Consigne
Recopiez les données ci-dessous en remplaçant partout « Place a pin » par « Drop a marker », sans rien modifier d'autre. N'incluez pas les images dans votre réponse.

☆ ☆ ☆ ☆ ☆ ☆ ☆

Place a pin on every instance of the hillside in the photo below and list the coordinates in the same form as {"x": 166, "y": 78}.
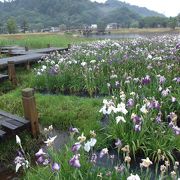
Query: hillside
{"x": 72, "y": 13}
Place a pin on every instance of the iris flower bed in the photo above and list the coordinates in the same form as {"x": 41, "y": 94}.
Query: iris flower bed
{"x": 139, "y": 80}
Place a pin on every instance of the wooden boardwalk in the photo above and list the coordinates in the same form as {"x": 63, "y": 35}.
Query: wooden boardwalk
{"x": 34, "y": 57}
{"x": 11, "y": 125}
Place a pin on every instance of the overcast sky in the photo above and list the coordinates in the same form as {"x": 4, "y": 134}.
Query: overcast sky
{"x": 167, "y": 7}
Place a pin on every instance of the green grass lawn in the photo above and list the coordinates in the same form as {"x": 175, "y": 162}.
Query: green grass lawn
{"x": 39, "y": 40}
{"x": 59, "y": 110}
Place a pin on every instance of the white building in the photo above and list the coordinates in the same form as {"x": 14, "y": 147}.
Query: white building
{"x": 93, "y": 26}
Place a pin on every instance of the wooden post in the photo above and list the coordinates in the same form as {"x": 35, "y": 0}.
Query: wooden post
{"x": 26, "y": 48}
{"x": 9, "y": 52}
{"x": 28, "y": 67}
{"x": 12, "y": 72}
{"x": 30, "y": 111}
{"x": 69, "y": 46}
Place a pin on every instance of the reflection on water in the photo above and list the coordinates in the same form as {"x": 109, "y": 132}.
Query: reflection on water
{"x": 114, "y": 36}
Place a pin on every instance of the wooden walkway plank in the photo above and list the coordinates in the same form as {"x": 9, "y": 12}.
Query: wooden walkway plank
{"x": 15, "y": 117}
{"x": 21, "y": 59}
{"x": 3, "y": 77}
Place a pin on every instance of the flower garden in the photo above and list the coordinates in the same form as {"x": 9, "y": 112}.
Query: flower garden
{"x": 137, "y": 135}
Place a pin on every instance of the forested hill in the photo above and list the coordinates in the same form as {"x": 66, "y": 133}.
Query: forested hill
{"x": 44, "y": 13}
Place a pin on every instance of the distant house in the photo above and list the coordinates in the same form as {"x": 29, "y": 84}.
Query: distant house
{"x": 112, "y": 26}
{"x": 45, "y": 30}
{"x": 54, "y": 29}
{"x": 93, "y": 26}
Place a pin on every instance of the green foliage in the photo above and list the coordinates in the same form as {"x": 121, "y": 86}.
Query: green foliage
{"x": 172, "y": 22}
{"x": 40, "y": 40}
{"x": 72, "y": 13}
{"x": 11, "y": 26}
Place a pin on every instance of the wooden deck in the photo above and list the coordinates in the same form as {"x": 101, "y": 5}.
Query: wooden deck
{"x": 11, "y": 125}
{"x": 34, "y": 57}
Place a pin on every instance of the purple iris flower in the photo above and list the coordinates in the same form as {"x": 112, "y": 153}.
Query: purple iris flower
{"x": 53, "y": 71}
{"x": 137, "y": 127}
{"x": 154, "y": 105}
{"x": 40, "y": 153}
{"x": 176, "y": 130}
{"x": 178, "y": 46}
{"x": 177, "y": 79}
{"x": 118, "y": 143}
{"x": 55, "y": 167}
{"x": 146, "y": 80}
{"x": 162, "y": 79}
{"x": 130, "y": 103}
{"x": 76, "y": 147}
{"x": 73, "y": 130}
{"x": 158, "y": 119}
{"x": 94, "y": 158}
{"x": 137, "y": 119}
{"x": 40, "y": 160}
{"x": 74, "y": 161}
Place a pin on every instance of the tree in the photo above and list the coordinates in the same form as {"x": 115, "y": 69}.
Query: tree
{"x": 25, "y": 26}
{"x": 11, "y": 26}
{"x": 172, "y": 22}
{"x": 101, "y": 26}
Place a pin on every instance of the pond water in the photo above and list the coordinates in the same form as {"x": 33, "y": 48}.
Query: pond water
{"x": 114, "y": 36}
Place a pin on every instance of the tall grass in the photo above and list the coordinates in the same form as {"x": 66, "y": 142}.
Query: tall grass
{"x": 39, "y": 40}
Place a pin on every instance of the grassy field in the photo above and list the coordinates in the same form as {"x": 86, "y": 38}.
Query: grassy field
{"x": 137, "y": 96}
{"x": 144, "y": 30}
{"x": 39, "y": 40}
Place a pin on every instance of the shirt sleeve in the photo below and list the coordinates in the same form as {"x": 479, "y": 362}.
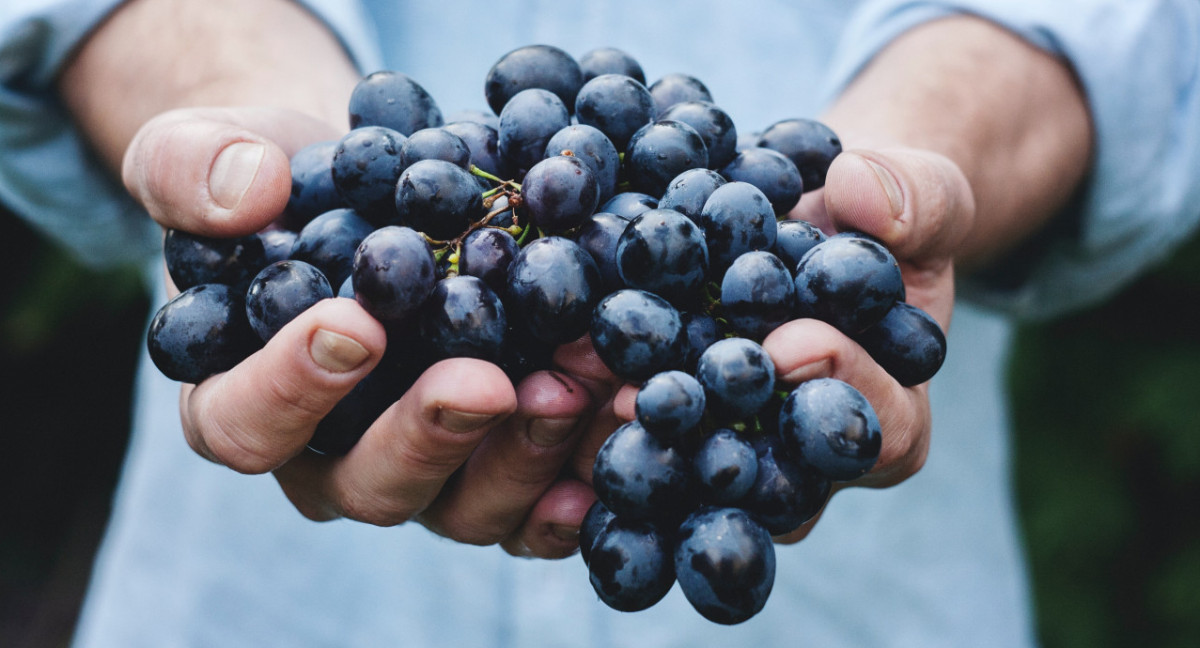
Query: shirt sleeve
{"x": 1139, "y": 65}
{"x": 48, "y": 175}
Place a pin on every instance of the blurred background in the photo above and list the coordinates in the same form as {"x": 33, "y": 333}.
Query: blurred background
{"x": 1108, "y": 450}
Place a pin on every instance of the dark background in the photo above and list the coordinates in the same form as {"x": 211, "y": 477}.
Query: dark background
{"x": 1108, "y": 448}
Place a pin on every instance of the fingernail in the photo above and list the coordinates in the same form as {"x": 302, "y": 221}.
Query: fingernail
{"x": 549, "y": 432}
{"x": 891, "y": 187}
{"x": 335, "y": 352}
{"x": 820, "y": 369}
{"x": 233, "y": 172}
{"x": 568, "y": 534}
{"x": 463, "y": 421}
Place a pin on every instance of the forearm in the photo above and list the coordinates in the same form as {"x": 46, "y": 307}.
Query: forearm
{"x": 154, "y": 55}
{"x": 1008, "y": 114}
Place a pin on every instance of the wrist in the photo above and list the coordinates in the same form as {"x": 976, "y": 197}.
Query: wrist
{"x": 1011, "y": 115}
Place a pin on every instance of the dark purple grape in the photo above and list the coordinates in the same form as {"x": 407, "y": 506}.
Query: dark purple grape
{"x": 670, "y": 405}
{"x": 738, "y": 378}
{"x": 769, "y": 171}
{"x": 829, "y": 426}
{"x": 193, "y": 259}
{"x": 438, "y": 198}
{"x": 592, "y": 148}
{"x": 366, "y": 166}
{"x": 714, "y": 125}
{"x": 757, "y": 294}
{"x": 277, "y": 243}
{"x": 610, "y": 60}
{"x": 395, "y": 101}
{"x": 199, "y": 333}
{"x": 527, "y": 123}
{"x": 793, "y": 240}
{"x": 850, "y": 282}
{"x": 660, "y": 151}
{"x": 631, "y": 565}
{"x": 809, "y": 144}
{"x": 664, "y": 252}
{"x": 616, "y": 105}
{"x": 483, "y": 142}
{"x": 907, "y": 343}
{"x": 559, "y": 193}
{"x": 688, "y": 192}
{"x": 329, "y": 243}
{"x": 553, "y": 286}
{"x": 435, "y": 144}
{"x": 677, "y": 88}
{"x": 486, "y": 253}
{"x": 312, "y": 184}
{"x": 724, "y": 467}
{"x": 637, "y": 334}
{"x": 281, "y": 292}
{"x": 640, "y": 479}
{"x": 702, "y": 331}
{"x": 599, "y": 235}
{"x": 736, "y": 219}
{"x": 595, "y": 521}
{"x": 629, "y": 204}
{"x": 725, "y": 563}
{"x": 394, "y": 273}
{"x": 463, "y": 318}
{"x": 538, "y": 66}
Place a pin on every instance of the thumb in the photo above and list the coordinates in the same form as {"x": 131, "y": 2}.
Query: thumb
{"x": 217, "y": 172}
{"x": 917, "y": 202}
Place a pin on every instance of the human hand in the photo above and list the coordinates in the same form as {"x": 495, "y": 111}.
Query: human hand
{"x": 469, "y": 463}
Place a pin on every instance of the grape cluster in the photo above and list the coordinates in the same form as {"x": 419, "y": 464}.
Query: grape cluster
{"x": 588, "y": 203}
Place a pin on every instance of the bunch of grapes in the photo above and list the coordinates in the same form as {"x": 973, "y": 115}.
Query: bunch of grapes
{"x": 588, "y": 203}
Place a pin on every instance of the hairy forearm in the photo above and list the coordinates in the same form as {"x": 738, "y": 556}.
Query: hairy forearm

☆ ☆ ☆ ☆ ☆ ☆ ☆

Solution proposée
Drop a marker on every instance of the hillside in the photo below and list the coordinates in the same form as {"x": 166, "y": 78}.
Query: hillside
{"x": 72, "y": 13}
Drop a marker on every instance of the iris flower bed in the photo above and list the coordinates in the same form as {"x": 41, "y": 94}.
Query: iris flower bed
{"x": 139, "y": 80}
Drop a marker on every instance of the wooden boardwalk in the photo above and list the coordinates in the same form as {"x": 63, "y": 35}.
Query: wooden boardwalk
{"x": 34, "y": 57}
{"x": 11, "y": 125}
Drop a marker on every instance of the overcast sky in the photo above and list the coordinates in the same form as {"x": 4, "y": 134}.
Query: overcast sky
{"x": 167, "y": 7}
Drop a marker on every instance of the green grass lawn in the photo above and list the coordinates in the same form as {"x": 175, "y": 162}.
Query: green grass lawn
{"x": 39, "y": 40}
{"x": 59, "y": 110}
Drop a marker on every instance of the white building in the photo above and list the coordinates in the same form as {"x": 14, "y": 147}.
Query: white building
{"x": 93, "y": 26}
Drop a marker on every instance of the wooden post in the photo above and list the coordinates in the same form as {"x": 35, "y": 0}.
Query: wooden post
{"x": 26, "y": 48}
{"x": 9, "y": 52}
{"x": 28, "y": 67}
{"x": 12, "y": 72}
{"x": 30, "y": 111}
{"x": 69, "y": 46}
Drop a marker on every instance of the reflection on water in the photo above and list the coordinates in the same form as {"x": 109, "y": 132}.
Query: reflection on water
{"x": 114, "y": 36}
Drop a marker on every instance of the wooden walkway plank in the photo above and list the coordinates in the same form as {"x": 9, "y": 12}.
Query: wooden walkway plank
{"x": 15, "y": 117}
{"x": 21, "y": 59}
{"x": 3, "y": 77}
Drop a marker on every instance of the flower garden in the photo above and list the coordinates in the same form as {"x": 9, "y": 112}.
Query: flower garden
{"x": 137, "y": 135}
Drop a marker on every instance of the forested hill in the photo above and list the coordinates in the same form as {"x": 66, "y": 133}.
Query: forested hill
{"x": 44, "y": 13}
Drop a marker on every instance of the distant house in the photo above and list the coordinates in the same form as {"x": 29, "y": 84}.
Query: distant house
{"x": 112, "y": 26}
{"x": 45, "y": 30}
{"x": 54, "y": 29}
{"x": 93, "y": 26}
Drop a marker on every instance of the green foliage in the photo above and list the coordinates in the same form as {"x": 121, "y": 86}.
Query: green foliage
{"x": 172, "y": 22}
{"x": 40, "y": 40}
{"x": 72, "y": 13}
{"x": 11, "y": 26}
Drop a marker on every instance of the wooden deck in the photo above and list the coordinates in the same form as {"x": 101, "y": 5}.
Query: wooden deck
{"x": 11, "y": 125}
{"x": 34, "y": 57}
Drop a marker on every instance of the purple iris flower in the photo above and list the coordinates in the same form as {"x": 112, "y": 153}.
Query: purple iris flower
{"x": 53, "y": 71}
{"x": 137, "y": 127}
{"x": 154, "y": 105}
{"x": 40, "y": 153}
{"x": 176, "y": 130}
{"x": 178, "y": 46}
{"x": 177, "y": 79}
{"x": 118, "y": 143}
{"x": 55, "y": 167}
{"x": 146, "y": 80}
{"x": 162, "y": 79}
{"x": 130, "y": 103}
{"x": 76, "y": 147}
{"x": 73, "y": 130}
{"x": 158, "y": 119}
{"x": 94, "y": 158}
{"x": 137, "y": 119}
{"x": 40, "y": 160}
{"x": 74, "y": 161}
Drop a marker on every instance of the tree in the photo above and list the coordinates in the same form as {"x": 115, "y": 69}.
Query: tree
{"x": 25, "y": 26}
{"x": 11, "y": 26}
{"x": 172, "y": 22}
{"x": 101, "y": 26}
Drop a marker on every instance of the pond water in the photo above and list the coordinates in the same form as {"x": 33, "y": 48}.
Query: pond water
{"x": 114, "y": 36}
Drop a marker on every instance of the tall grass in the photo above and list the coordinates in the same form as {"x": 66, "y": 142}.
Query: tall grass
{"x": 39, "y": 40}
Drop a marker on every instance of the grassy field in the photo above and list the coordinates in the same form as {"x": 86, "y": 38}.
Query: grassy field
{"x": 137, "y": 96}
{"x": 144, "y": 30}
{"x": 39, "y": 40}
Drop a marker on every instance of the shirt sleeve in the photo below and list the coordinates in the same form as {"x": 479, "y": 362}.
Query: shirt sleeve
{"x": 1139, "y": 65}
{"x": 48, "y": 175}
Drop a marker on every instance of the blurred background in the photo above and list the coordinates in the same form as {"x": 33, "y": 333}.
Query: blurred background
{"x": 1108, "y": 450}
Drop a marker on every instance of the dark background in the photo above and list the coordinates in the same form as {"x": 211, "y": 477}.
Query: dark background
{"x": 1108, "y": 448}
Drop a marker on every instance of the fingernail in the photo above and list the coordinates in the same form as {"x": 302, "y": 221}.
Query: fingernail
{"x": 549, "y": 432}
{"x": 891, "y": 187}
{"x": 335, "y": 352}
{"x": 820, "y": 369}
{"x": 233, "y": 172}
{"x": 568, "y": 534}
{"x": 463, "y": 421}
Drop a marker on every instance of the forearm in the photo above and list the coordinates in the same form as {"x": 46, "y": 307}.
Query: forearm
{"x": 154, "y": 55}
{"x": 1008, "y": 114}
Drop a marker on every instance of the wrist in the photo above and list the coordinates in the same form as {"x": 976, "y": 197}.
Query: wrist
{"x": 1011, "y": 115}
Drop a marker on every instance of the dark purple grape in the photo above and list the coordinates in the same form as {"x": 407, "y": 506}.
Query: dark purple grape
{"x": 670, "y": 405}
{"x": 738, "y": 378}
{"x": 769, "y": 171}
{"x": 829, "y": 426}
{"x": 193, "y": 259}
{"x": 438, "y": 198}
{"x": 592, "y": 148}
{"x": 366, "y": 166}
{"x": 714, "y": 125}
{"x": 757, "y": 294}
{"x": 277, "y": 243}
{"x": 610, "y": 60}
{"x": 395, "y": 101}
{"x": 199, "y": 333}
{"x": 527, "y": 123}
{"x": 793, "y": 240}
{"x": 850, "y": 282}
{"x": 660, "y": 151}
{"x": 631, "y": 565}
{"x": 809, "y": 144}
{"x": 664, "y": 252}
{"x": 616, "y": 105}
{"x": 483, "y": 142}
{"x": 907, "y": 343}
{"x": 559, "y": 193}
{"x": 688, "y": 192}
{"x": 329, "y": 243}
{"x": 553, "y": 286}
{"x": 435, "y": 144}
{"x": 677, "y": 88}
{"x": 486, "y": 253}
{"x": 312, "y": 184}
{"x": 724, "y": 467}
{"x": 637, "y": 334}
{"x": 281, "y": 292}
{"x": 640, "y": 479}
{"x": 702, "y": 331}
{"x": 599, "y": 235}
{"x": 736, "y": 219}
{"x": 595, "y": 521}
{"x": 629, "y": 204}
{"x": 725, "y": 563}
{"x": 394, "y": 273}
{"x": 463, "y": 318}
{"x": 538, "y": 66}
Drop a marker on every instance of the thumb in the photo above and list the coordinates in the same form as {"x": 131, "y": 2}.
Query: thumb
{"x": 217, "y": 172}
{"x": 917, "y": 202}
Drop a marker on every instance of the human hand in the photo above and list the coordinates in the same form as {"x": 495, "y": 111}.
Query: human hand
{"x": 469, "y": 463}
Drop a marker on every instance of the grape cluster in the photo above and list the coordinates in the same form as {"x": 419, "y": 464}.
Query: grape cluster
{"x": 588, "y": 203}
Drop a marker on every instance of the bunch of grapes in the photo above and list the coordinates in the same form as {"x": 973, "y": 115}.
Query: bunch of grapes
{"x": 588, "y": 203}
Drop a marker on every instance of the hairy forearm in the photo above and list the coordinates in the same form as {"x": 738, "y": 556}.
Query: hairy forearm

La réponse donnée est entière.